Deine Aufgabe:
Gib den Text über den Preisverfall bei Milch und Butter vollständig und wortgetreu wieder.

---- Vorliegender Text

Auch aus dem deutschen Bauernverband kam Kritik. Dessen Vizepräsident, Karsten Schmal, nannte die jüngste Entwicklung einen "beispiellosen Preiskampf im Lebensmitteleinzelhandel". Er vertrat die Ansicht, der deklarierte Margenverzicht der Handelsketten reiche nicht aus. Für die Milchbauern käme es darauf an, dass der Milchpreis wieder spürbar steigen müsse.
Rolle des Weltmarkts
Bereits vor einem Monat hatte Agrarexperte Thiele zum Preisverfall bei der Butter gegenüber dem MDR erläutert:
"Immer, wenn mehr produziert wird und die Nachfrage nicht gleichzeitig ansteigt – und das tut sie nicht, die Nachfrage ist zwar gut, aber sie steigt nicht in dem Maße, wie das Angebot gestiegen ist – haben wir Preisdruck an der Stelle."
Hinzu käme noch, so Thiele, der relativ schwache US-Dollar. Der Export von Milch- und Butterprodukten aus Deutschland beziehungsweise der EU führe bei schwachem US-Dollar zu sinkenden Butterpreisen auch in Deutschland.
Gegenüber der Zeit macht Thiele zudem Effekte der US-Zollpolitik geltend. Zwar würde Deutschland relativ wenige Milchprodukte in die USA exportieren, doch würden die US-amerikanischen Importzölle dazu führen, dass dort die Nachfrage nach deutschen Milcherzeugnissen wie beispielsweise Käse weiter zurückgehe. Die Folge: "Das wiederum drückt dann auf die Preise auf den internationalen Märkten, die aktuell von viel Unsicherheit geprägt sind."

--------
---- Vorliegende Angaben

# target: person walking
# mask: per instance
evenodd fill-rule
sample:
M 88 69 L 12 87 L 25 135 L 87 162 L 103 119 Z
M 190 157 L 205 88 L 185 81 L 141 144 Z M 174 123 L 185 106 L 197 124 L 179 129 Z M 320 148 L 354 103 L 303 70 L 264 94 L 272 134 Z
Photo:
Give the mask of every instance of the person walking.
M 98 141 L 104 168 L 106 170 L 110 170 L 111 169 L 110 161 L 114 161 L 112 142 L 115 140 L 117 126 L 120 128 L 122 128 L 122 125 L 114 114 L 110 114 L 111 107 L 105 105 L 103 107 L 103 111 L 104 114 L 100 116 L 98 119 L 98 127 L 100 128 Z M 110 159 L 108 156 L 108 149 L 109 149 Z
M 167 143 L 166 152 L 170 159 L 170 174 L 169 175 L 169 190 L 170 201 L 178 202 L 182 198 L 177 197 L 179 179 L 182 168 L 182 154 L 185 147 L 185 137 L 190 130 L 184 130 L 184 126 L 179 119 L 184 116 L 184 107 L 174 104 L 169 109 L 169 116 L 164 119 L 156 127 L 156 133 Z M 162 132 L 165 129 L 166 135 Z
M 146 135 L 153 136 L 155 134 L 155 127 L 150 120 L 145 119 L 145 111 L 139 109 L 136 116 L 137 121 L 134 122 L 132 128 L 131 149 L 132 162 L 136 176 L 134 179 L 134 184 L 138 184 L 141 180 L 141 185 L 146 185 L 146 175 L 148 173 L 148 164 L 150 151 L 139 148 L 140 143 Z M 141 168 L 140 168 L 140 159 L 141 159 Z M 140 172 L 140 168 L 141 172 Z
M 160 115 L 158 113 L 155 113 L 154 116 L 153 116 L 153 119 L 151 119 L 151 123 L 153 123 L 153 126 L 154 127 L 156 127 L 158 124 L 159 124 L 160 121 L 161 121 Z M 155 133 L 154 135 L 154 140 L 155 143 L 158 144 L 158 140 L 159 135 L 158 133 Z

--------

Ergebnis:
Auch aus dem deutschen Bauernverband kam Kritik. Dessen Vizepräsident, Karsten Schmal, nannte die jüngste Entwicklung einen "beispiellosen Preiskampf im Lebensmitteleinzelhandel". Er vertrat die Ansicht, der deklarierte Margenverzicht der Handelsketten reiche nicht aus. Für die Milchbauern käme es darauf an, dass der Milchpreis wieder spürbar steigen müsse.
Rolle des Weltmarkts
Bereits vor einem Monat hatte Agrarexperte Thiele zum Preisverfall bei der Butter gegenüber dem MDR erläutert:
"Immer, wenn mehr produziert wird und die Nachfrage nicht gleichzeitig ansteigt – und das tut sie nicht, die Nachfrage ist zwar gut, aber sie steigt nicht in dem Maße, wie das Angebot gestiegen ist – haben wir Preisdruck an der Stelle."
Hinzu käme noch, so Thiele, der relativ schwache US-Dollar. Der Export von Milch- und Butterprodukten aus Deutschland beziehungsweise der EU führe bei schwachem US-Dollar zu sinkenden Butterpreisen auch in Deutschland.
Gegenüber der Zeit macht Thiele zudem Effekte der US-Zollpolitik geltend. Zwar würde Deutschland relativ wenige Milchprodukte in die USA exportieren, doch würden die US-amerikanischen Importzölle dazu führen, dass dort die Nachfrage nach deutschen Milcherzeugnissen wie beispielsweise Käse weiter zurückgehe. Die Folge: "Das wiederum drückt dann auf die Preise auf den internationalen Märkten, die aktuell von viel Unsicherheit geprägt sind."